— Schriftliche Aufgabe 1 —
Überführe bitte die Zeilen der Einträge weiter unten zwischen der Zeile mit „target: bird's curved beak“ und der Zeile mit „54), (88, 57)]]“, beide eingeschlossen, in eine Markdown-Tabelle mit den Spalten „Nr.“ und „Zeile“. Leerzeilen bleiben dabei weg.

= = = = =

Zeitgleich mit dem VPRO-Gebäude stellten die MVRDV-Architekten ihren Woonzorgcomplex (WoZoCo) in Amsterdam Osdorp vor. Ausrichtung und Höhe der Gartenstadt aus den fünfziger Jahren waren baurechtlich festgelegt. MVRDV machte daraus eine gestalterische Tugend und hängte 13 der 100 Wohnungen als freischwebende Volumen von der Fassade ab. Eine perfekt inszenierte Ausnutzung des vorhandenen Raumes! Ähnlich auch der Grundgedanke für die Villa KBBW, ein viergeschossiges Zweifamilienhaus in Utrecht, das Winy Maas gemeinsam mit dem Architekten Bjaerne Mastenbroek (De Architektengroep, Amsterdam) errichtete: Mit den beiden zickzackartig miteinander verklammerten Wohnungen, deren transparente Fassaden ein völliges Verschmelzen von Innen- und Aussenraum erzeugen, zeigen die Architekten, dass sich das von ihnen vertretene Prinzip des Verschachtelns und Verdichtens auch auf den Wohnungs- und Siedlungsbau anwenden lässt.

Je mehr man sich mit den städtebaulichen Theorien von MVRDV auseinandersetzt, desto mehr geraten die vor Ort so individuellen Lösungen zu gebauten Manifesten von Urbanität und Verdichtung. In «Farmax», einem 753 Seiten dicken Buch von MVRDV, in dem die Leser durch utopische Szenarien für die Rotterdamer und die Amsterdamer Innenstadt geführt werden, propagieren die Architekten eine Steigerung der Kapazitäten unseres derzeitigen Lebensraumes durch horizontales und vertikales Zusammenballen mit maximaler Konzentration verschiedener Funktionen. Deutlich sichtbar bleibt dabei der Einfluss von Rem Koolhaas, dessen Buch «S,M,L,XL» einen neuen Typus Architekturbuch darstellte. Zwar behandelte Koolhaas nur seine Projekte und dachte weniger stark in Manifesten, dennoch beschwörte auch er auf essayistische Weise ein neues architektonisches Zeitalter herauf.

= = = = =

— Schriftliche Aufgabe 2 —
Gib aus dem Textauszug oben die Stelle zwischen „Je mehr man“ und „architektonisches Zeitalter herauf.“ einschließlich wortgetreu wieder.

= = = = =

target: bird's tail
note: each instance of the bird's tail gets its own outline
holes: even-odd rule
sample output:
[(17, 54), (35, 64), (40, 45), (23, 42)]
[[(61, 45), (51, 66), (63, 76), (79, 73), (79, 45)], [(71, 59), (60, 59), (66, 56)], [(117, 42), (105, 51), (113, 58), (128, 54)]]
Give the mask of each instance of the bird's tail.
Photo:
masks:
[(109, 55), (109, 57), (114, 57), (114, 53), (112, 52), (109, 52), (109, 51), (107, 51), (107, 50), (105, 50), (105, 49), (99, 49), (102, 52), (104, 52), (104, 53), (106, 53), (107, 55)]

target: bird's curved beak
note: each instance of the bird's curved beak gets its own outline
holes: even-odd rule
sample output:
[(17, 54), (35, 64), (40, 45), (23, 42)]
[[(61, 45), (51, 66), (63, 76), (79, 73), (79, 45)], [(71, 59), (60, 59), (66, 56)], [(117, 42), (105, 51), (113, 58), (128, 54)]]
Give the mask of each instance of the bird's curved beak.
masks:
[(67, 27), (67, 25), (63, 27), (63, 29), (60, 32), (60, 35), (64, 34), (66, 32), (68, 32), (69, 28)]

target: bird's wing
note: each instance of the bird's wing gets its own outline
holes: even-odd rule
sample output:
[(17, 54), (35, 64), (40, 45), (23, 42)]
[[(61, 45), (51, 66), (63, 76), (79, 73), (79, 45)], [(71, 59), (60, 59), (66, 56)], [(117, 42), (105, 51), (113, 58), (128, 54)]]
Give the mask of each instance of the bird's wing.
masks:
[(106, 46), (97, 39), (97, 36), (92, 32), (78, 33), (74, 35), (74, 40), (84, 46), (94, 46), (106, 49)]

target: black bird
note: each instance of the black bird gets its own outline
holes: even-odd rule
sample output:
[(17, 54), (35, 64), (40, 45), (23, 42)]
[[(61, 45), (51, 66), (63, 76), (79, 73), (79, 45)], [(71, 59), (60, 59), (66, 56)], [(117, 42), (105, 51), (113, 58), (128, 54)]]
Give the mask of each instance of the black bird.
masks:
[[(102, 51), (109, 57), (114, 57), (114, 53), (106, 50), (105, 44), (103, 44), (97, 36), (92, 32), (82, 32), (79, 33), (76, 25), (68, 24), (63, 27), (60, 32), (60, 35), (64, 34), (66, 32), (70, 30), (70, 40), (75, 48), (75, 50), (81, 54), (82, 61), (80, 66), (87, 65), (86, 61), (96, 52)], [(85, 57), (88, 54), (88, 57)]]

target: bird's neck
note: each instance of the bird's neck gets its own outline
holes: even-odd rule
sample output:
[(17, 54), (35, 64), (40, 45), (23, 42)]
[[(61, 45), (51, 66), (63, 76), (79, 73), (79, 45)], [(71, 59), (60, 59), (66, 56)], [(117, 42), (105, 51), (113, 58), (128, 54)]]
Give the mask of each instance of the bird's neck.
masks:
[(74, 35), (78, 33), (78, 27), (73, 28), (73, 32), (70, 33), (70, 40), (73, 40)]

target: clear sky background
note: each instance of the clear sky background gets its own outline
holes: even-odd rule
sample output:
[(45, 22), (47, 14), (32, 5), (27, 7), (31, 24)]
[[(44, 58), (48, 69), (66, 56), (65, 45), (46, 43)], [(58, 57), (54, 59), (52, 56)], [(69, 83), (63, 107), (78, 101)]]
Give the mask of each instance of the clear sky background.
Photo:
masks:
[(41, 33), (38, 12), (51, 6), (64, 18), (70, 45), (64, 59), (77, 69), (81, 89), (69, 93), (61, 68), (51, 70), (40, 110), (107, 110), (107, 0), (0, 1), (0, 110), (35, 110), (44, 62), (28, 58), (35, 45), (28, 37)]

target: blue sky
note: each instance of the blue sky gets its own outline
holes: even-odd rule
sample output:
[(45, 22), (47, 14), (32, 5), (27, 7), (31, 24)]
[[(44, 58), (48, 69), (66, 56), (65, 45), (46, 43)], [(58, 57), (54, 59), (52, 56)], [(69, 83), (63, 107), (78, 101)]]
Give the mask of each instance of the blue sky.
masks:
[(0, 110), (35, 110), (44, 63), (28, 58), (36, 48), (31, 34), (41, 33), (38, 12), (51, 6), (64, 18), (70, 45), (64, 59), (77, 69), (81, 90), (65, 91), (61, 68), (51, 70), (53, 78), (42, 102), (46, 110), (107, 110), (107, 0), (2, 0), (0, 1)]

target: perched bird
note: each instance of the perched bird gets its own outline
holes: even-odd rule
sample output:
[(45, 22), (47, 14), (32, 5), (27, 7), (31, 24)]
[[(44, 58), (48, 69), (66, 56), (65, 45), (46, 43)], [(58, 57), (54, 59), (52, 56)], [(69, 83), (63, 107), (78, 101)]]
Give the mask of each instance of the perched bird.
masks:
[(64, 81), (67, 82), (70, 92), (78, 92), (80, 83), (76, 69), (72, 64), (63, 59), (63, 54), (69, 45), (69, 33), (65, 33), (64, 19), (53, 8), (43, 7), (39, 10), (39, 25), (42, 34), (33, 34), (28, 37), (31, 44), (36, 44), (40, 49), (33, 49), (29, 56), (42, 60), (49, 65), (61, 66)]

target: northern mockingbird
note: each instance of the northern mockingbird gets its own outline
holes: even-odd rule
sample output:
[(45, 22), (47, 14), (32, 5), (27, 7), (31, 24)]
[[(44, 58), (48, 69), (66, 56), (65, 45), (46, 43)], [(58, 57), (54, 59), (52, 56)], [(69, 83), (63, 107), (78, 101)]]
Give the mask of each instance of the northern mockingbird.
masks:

= = = = =

— Antwort 1 —
| Nr. | Zeile |
|---|---|
| 1 | target: bird's curved beak |
| 2 | note: each instance of the bird's curved beak gets its own outline |
| 3 | holes: even-odd rule |
| 4 | sample output: |
| 5 | [(17, 54), (35, 64), (40, 45), (23, 42)] |
| 6 | [[(61, 45), (51, 66), (63, 76), (79, 73), (79, 45)], [(71, 59), (60, 59), (66, 56)], [(117, 42), (105, 51), (113, 58), (128, 54)]] |
| 7 | Give the mask of each instance of the bird's curved beak. |
| 8 | masks: |
| 9 | [(67, 27), (67, 25), (63, 27), (63, 29), (60, 32), (60, 35), (64, 34), (66, 32), (68, 32), (69, 28)] |
| 10 | target: bird's wing |
| 11 | note: each instance of the bird's wing gets its own outline |
| 12 | holes: even-odd rule |
| 13 | sample output: |
| 14 | [(17, 54), (35, 64), (40, 45), (23, 42)] |
| 15 | [[(61, 45), (51, 66), (63, 76), (79, 73), (79, 45)], [(71, 59), (60, 59), (66, 56)], [(117, 42), (105, 51), (113, 58), (128, 54)]] |
| 16 | Give the mask of each instance of the bird's wing. |
| 17 | masks: |
| 18 | [(106, 46), (97, 39), (97, 36), (92, 32), (78, 33), (74, 35), (74, 40), (84, 46), (94, 46), (106, 49)] |
| 19 | target: black bird |
| 20 | note: each instance of the black bird gets its own outline |
| 21 | holes: even-odd rule |
| 22 | sample output: |
| 23 | [(17, 54), (35, 64), (40, 45), (23, 42)] |
| 24 | [[(61, 45), (51, 66), (63, 76), (79, 73), (79, 45)], [(71, 59), (60, 59), (66, 56)], [(117, 42), (105, 51), (113, 58), (128, 54)]] |
| 25 | Give the mask of each instance of the black bird. |
| 26 | masks: |
| 27 | [[(102, 51), (109, 57), (114, 57), (114, 53), (106, 50), (105, 44), (103, 44), (97, 36), (92, 32), (82, 32), (79, 33), (76, 25), (68, 24), (63, 27), (60, 32), (60, 35), (64, 34), (66, 32), (70, 30), (70, 40), (75, 48), (75, 50), (81, 54), (82, 61), (80, 66), (87, 65), (86, 61), (96, 52)], [(85, 57), (88, 54), (88, 57)]] |

— Antwort 2 —
Je mehr man sich mit den städtebaulichen Theorien von MVRDV auseinandersetzt, desto mehr geraten die vor Ort so individuellen Lösungen zu gebauten Manifesten von Urbanität und Verdichtung. In «Farmax», einem 753 Seiten dicken Buch von MVRDV, in dem die Leser durch utopische Szenarien für die Rotterdamer und die Amsterdamer Innenstadt geführt werden, propagieren die Architekten eine Steigerung der Kapazitäten unseres derzeitigen Lebensraumes durch horizontales und vertikales Zusammenballen mit maximaler Konzentration verschiedener Funktionen. Deutlich sichtbar bleibt dabei der Einfluss von Rem Koolhaas, dessen Buch «S,M,L,XL» einen neuen Typus Architekturbuch darstellte. Zwar behandelte Koolhaas nur seine Projekte und dachte weniger stark in Manifesten, dennoch beschwörte auch er auf essayistische Weise ein neues architektonisches Zeitalter herauf.